** start Excerpted records **

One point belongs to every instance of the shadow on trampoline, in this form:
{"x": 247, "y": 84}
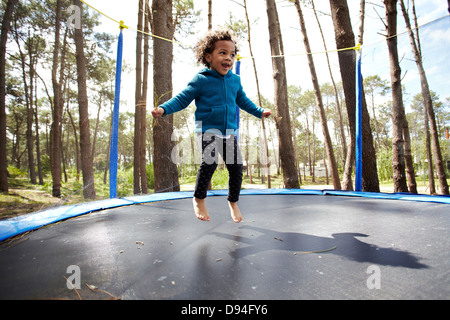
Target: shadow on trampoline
{"x": 347, "y": 245}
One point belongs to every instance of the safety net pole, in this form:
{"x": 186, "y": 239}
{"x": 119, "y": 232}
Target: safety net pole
{"x": 113, "y": 150}
{"x": 359, "y": 146}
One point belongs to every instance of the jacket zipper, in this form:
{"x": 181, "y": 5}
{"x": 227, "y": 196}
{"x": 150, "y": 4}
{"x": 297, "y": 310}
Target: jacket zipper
{"x": 226, "y": 106}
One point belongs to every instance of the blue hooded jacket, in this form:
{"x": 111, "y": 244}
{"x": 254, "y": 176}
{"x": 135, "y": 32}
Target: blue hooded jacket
{"x": 216, "y": 97}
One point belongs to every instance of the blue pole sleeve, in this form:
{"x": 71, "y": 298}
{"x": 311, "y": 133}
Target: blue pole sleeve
{"x": 238, "y": 72}
{"x": 113, "y": 150}
{"x": 359, "y": 145}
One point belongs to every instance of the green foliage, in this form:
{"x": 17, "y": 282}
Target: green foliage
{"x": 15, "y": 172}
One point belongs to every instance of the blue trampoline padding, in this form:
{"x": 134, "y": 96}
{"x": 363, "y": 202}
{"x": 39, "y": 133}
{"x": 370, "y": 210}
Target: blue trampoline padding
{"x": 17, "y": 225}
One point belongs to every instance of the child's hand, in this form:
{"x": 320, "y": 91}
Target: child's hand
{"x": 266, "y": 113}
{"x": 158, "y": 112}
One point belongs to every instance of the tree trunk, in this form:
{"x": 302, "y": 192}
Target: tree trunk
{"x": 398, "y": 148}
{"x": 7, "y": 17}
{"x": 318, "y": 95}
{"x": 282, "y": 120}
{"x": 165, "y": 170}
{"x": 55, "y": 131}
{"x": 263, "y": 126}
{"x": 345, "y": 39}
{"x": 138, "y": 105}
{"x": 85, "y": 136}
{"x": 338, "y": 104}
{"x": 428, "y": 104}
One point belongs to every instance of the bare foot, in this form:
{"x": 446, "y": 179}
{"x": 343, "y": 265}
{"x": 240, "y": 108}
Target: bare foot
{"x": 235, "y": 212}
{"x": 200, "y": 209}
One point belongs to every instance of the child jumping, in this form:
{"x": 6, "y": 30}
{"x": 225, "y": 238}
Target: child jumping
{"x": 216, "y": 91}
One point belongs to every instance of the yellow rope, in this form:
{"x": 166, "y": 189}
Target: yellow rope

** end Excerpted records **

What to work on:
Every line of the data should be copied as it stands, without the images.

Finished exercise:
One point belongs to every instance of the shadow on trampoline, in this form:
{"x": 247, "y": 84}
Target: shadow on trampoline
{"x": 347, "y": 245}
One point belongs to every instance of the safety net pole, in this form:
{"x": 186, "y": 239}
{"x": 119, "y": 232}
Target: safety net pole
{"x": 113, "y": 150}
{"x": 359, "y": 146}
One point belongs to every instance of the jacket zipper, in this form:
{"x": 181, "y": 5}
{"x": 227, "y": 196}
{"x": 150, "y": 4}
{"x": 297, "y": 310}
Target: jacket zipper
{"x": 226, "y": 106}
One point belongs to every instance of the blue hooded jacket, in this form:
{"x": 111, "y": 244}
{"x": 254, "y": 176}
{"x": 135, "y": 32}
Target: blue hooded jacket
{"x": 216, "y": 97}
One point belongs to every instance of the blue pole sleeve, in this form:
{"x": 71, "y": 298}
{"x": 311, "y": 133}
Target: blue pole sleeve
{"x": 238, "y": 72}
{"x": 113, "y": 150}
{"x": 359, "y": 145}
One point belongs to every instance of the green foliage, in this form:
{"x": 17, "y": 282}
Target: green foliage
{"x": 15, "y": 172}
One point belongs to every instance of the blue trampoline padding, in this form:
{"x": 134, "y": 96}
{"x": 363, "y": 202}
{"x": 39, "y": 133}
{"x": 370, "y": 210}
Target: blue trampoline padding
{"x": 17, "y": 225}
One point belongs to every instance of the child's hand, in this form:
{"x": 320, "y": 91}
Target: child's hand
{"x": 266, "y": 113}
{"x": 158, "y": 112}
One point belongs to every instance of the tree trunk, in this form:
{"x": 302, "y": 192}
Target: tree trunk
{"x": 398, "y": 148}
{"x": 7, "y": 17}
{"x": 318, "y": 95}
{"x": 282, "y": 120}
{"x": 165, "y": 170}
{"x": 55, "y": 131}
{"x": 263, "y": 126}
{"x": 345, "y": 39}
{"x": 138, "y": 105}
{"x": 85, "y": 136}
{"x": 338, "y": 104}
{"x": 428, "y": 104}
One point belongs to every instance of the bare foot, in this form:
{"x": 446, "y": 179}
{"x": 343, "y": 265}
{"x": 240, "y": 108}
Target: bare foot
{"x": 235, "y": 212}
{"x": 200, "y": 209}
One point belongs to every instance of the child jumping, in this form:
{"x": 6, "y": 30}
{"x": 225, "y": 238}
Target: child jumping
{"x": 216, "y": 91}
One point belongs to every instance of the yellow rope, in this form:
{"x": 166, "y": 189}
Target: yellow rope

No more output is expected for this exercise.